Work instructions: Restate the whole of the data below word for word, skipping the images.

Natural language region descriptions:
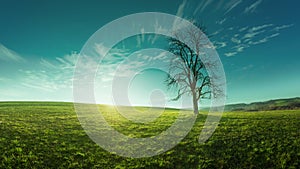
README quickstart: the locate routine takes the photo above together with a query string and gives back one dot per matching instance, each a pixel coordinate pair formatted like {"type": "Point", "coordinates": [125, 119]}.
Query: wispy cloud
{"type": "Point", "coordinates": [278, 28]}
{"type": "Point", "coordinates": [231, 5]}
{"type": "Point", "coordinates": [229, 54]}
{"type": "Point", "coordinates": [257, 28]}
{"type": "Point", "coordinates": [252, 7]}
{"type": "Point", "coordinates": [9, 55]}
{"type": "Point", "coordinates": [264, 40]}
{"type": "Point", "coordinates": [51, 76]}
{"type": "Point", "coordinates": [180, 9]}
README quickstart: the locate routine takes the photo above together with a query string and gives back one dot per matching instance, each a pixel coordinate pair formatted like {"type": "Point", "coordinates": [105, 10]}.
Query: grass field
{"type": "Point", "coordinates": [49, 135]}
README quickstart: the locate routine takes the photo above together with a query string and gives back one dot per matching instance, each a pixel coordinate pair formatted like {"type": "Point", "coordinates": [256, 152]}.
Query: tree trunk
{"type": "Point", "coordinates": [195, 103]}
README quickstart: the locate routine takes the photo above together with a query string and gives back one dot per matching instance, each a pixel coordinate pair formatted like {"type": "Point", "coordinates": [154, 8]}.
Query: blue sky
{"type": "Point", "coordinates": [257, 41]}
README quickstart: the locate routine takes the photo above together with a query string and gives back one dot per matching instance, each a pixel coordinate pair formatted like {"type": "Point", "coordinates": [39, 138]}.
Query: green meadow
{"type": "Point", "coordinates": [49, 135]}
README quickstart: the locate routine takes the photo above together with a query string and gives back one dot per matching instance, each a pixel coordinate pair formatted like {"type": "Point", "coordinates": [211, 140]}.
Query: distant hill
{"type": "Point", "coordinates": [278, 104]}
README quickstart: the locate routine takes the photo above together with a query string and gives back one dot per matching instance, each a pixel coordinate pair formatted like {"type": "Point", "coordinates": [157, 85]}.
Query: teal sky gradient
{"type": "Point", "coordinates": [257, 41]}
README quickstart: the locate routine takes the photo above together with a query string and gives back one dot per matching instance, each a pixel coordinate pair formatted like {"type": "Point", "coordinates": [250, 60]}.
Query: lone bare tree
{"type": "Point", "coordinates": [187, 71]}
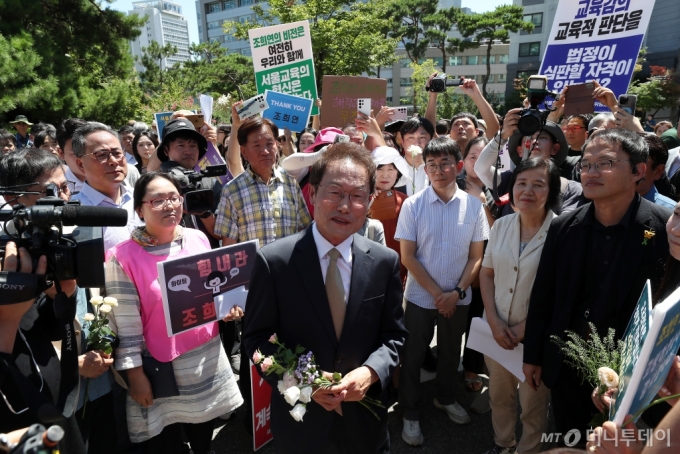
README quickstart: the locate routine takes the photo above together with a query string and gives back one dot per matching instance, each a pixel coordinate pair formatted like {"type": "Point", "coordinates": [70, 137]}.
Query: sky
{"type": "Point", "coordinates": [189, 10]}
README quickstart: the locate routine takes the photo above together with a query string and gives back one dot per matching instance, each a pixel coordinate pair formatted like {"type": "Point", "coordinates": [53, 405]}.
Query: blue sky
{"type": "Point", "coordinates": [189, 10]}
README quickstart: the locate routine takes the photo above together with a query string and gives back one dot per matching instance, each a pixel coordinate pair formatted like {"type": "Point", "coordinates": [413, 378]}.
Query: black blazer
{"type": "Point", "coordinates": [555, 294]}
{"type": "Point", "coordinates": [287, 296]}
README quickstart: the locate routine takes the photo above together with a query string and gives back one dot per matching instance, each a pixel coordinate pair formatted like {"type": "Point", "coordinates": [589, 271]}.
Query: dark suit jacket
{"type": "Point", "coordinates": [287, 296]}
{"type": "Point", "coordinates": [556, 290]}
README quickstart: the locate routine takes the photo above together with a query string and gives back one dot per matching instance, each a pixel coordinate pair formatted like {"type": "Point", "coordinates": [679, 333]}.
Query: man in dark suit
{"type": "Point", "coordinates": [594, 265]}
{"type": "Point", "coordinates": [338, 295]}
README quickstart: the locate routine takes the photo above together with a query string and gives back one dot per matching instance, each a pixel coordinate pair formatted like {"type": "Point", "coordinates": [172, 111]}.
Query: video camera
{"type": "Point", "coordinates": [533, 119]}
{"type": "Point", "coordinates": [197, 200]}
{"type": "Point", "coordinates": [439, 83]}
{"type": "Point", "coordinates": [39, 229]}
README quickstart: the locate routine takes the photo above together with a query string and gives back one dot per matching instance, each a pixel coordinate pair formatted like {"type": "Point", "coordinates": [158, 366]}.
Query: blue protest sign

Answer area:
README quickstart: the locate routine takes the photo above together with a query string and gives back one dot per matching instance, each a pixel coordinate pair formatted like {"type": "Point", "coordinates": [125, 119]}.
Query: wispy cloud
{"type": "Point", "coordinates": [278, 28]}
{"type": "Point", "coordinates": [231, 5]}
{"type": "Point", "coordinates": [229, 54]}
{"type": "Point", "coordinates": [257, 28]}
{"type": "Point", "coordinates": [252, 7]}
{"type": "Point", "coordinates": [9, 55]}
{"type": "Point", "coordinates": [264, 40]}
{"type": "Point", "coordinates": [51, 76]}
{"type": "Point", "coordinates": [180, 9]}
README quickstart: the locate routine takes the photo above together with a query string and gives back one dot per matching instance, each a pixel coordinate pair formatted like {"type": "Point", "coordinates": [105, 10]}.
Query: grass field
{"type": "Point", "coordinates": [49, 135]}
README quickstart: the locate routine takes the photo above together with a query string and gives back one dot per matching instance, each a pixel coordinate pair formatted like {"type": "Point", "coordinates": [256, 152]}.
Query: tree trunk
{"type": "Point", "coordinates": [195, 103]}
README quickstart: the locate routine takes the photo above together with a query string and gives back one dot per matching instance, each a pixel coordinate pair formatted like {"type": "Point", "coordinates": [154, 8]}.
Query: blue sky
{"type": "Point", "coordinates": [257, 41]}
README quickstart: the locate routine takes the photo above together with a query string and gives back one dot per matching instance, each a pixel coordinate pair formatted like {"type": "Point", "coordinates": [39, 138]}.
Query: green meadow
{"type": "Point", "coordinates": [49, 135]}
README quickstart: the locate routine takes the photo above together with a query string and gives back one dot per matching instance, each a pixel coordinate pair formatted like {"type": "Point", "coordinates": [211, 140]}.
Query: distant hill
{"type": "Point", "coordinates": [278, 104]}
README quickstart: the locate routine takes the photo above together with a query string and gives back one dot per matching instance, each a pixel coordinate pair formatted like {"type": "Point", "coordinates": [157, 85]}.
Query: teal sky gradient
{"type": "Point", "coordinates": [257, 41]}
README quickstart: the locate routine takes the photo above together with a query string and gives back one dot per matching instance, each a pixel coordinate pair formatted like {"type": "Point", "coordinates": [250, 60]}.
Query: lone bare tree
{"type": "Point", "coordinates": [187, 71]}
README quickstart: the locate routine takes the photo above together with a query string and gives back one dot per matching instance, each a pixel coordinate pair formatted like {"type": "Point", "coordinates": [70, 137]}.
Query: sky
{"type": "Point", "coordinates": [189, 10]}
README quickstart: the locate routine takes the photo above together with a query string and gives back one dot per matching instance, each a pixel coordinate pair formatted like {"type": "Point", "coordinates": [53, 405]}.
Query: blue sky
{"type": "Point", "coordinates": [189, 10]}
README quickstart: the locate routine takes the photo above together with a query string and gives back one dot per matching instance, each a pixel coordinate pair formatted like {"type": "Point", "coordinates": [413, 378]}.
Query: black blazer
{"type": "Point", "coordinates": [555, 294]}
{"type": "Point", "coordinates": [287, 296]}
README quickstart: the locate routine takes the photo above together with a query string and gives back one dot per matching instance, each a pixel coordinate pair formatted like {"type": "Point", "coordinates": [589, 271]}.
Query: dark suit jacket
{"type": "Point", "coordinates": [287, 296]}
{"type": "Point", "coordinates": [556, 290]}
README quickstart: the locate routine takes the photo above together with a query string and gives back one dot per matching instance, each a pixel coordinate pair formatted like {"type": "Point", "coordinates": [679, 333]}.
Query: man in dark suit
{"type": "Point", "coordinates": [594, 265]}
{"type": "Point", "coordinates": [338, 295]}
README quickstart: the locate routine takes the photo above together with a query string and gives back one dot per matching instance, each a pixel coordinate pair formatted like {"type": "Point", "coordinates": [172, 111]}.
Query: video camera
{"type": "Point", "coordinates": [533, 119]}
{"type": "Point", "coordinates": [197, 200]}
{"type": "Point", "coordinates": [439, 83]}
{"type": "Point", "coordinates": [39, 229]}
README quickstart: the locate routine takes the photo above together with a query string and gives back one dot per matching instance, each a pixel coordinate pair formatted like {"type": "Point", "coordinates": [158, 366]}.
Query: blue protest sign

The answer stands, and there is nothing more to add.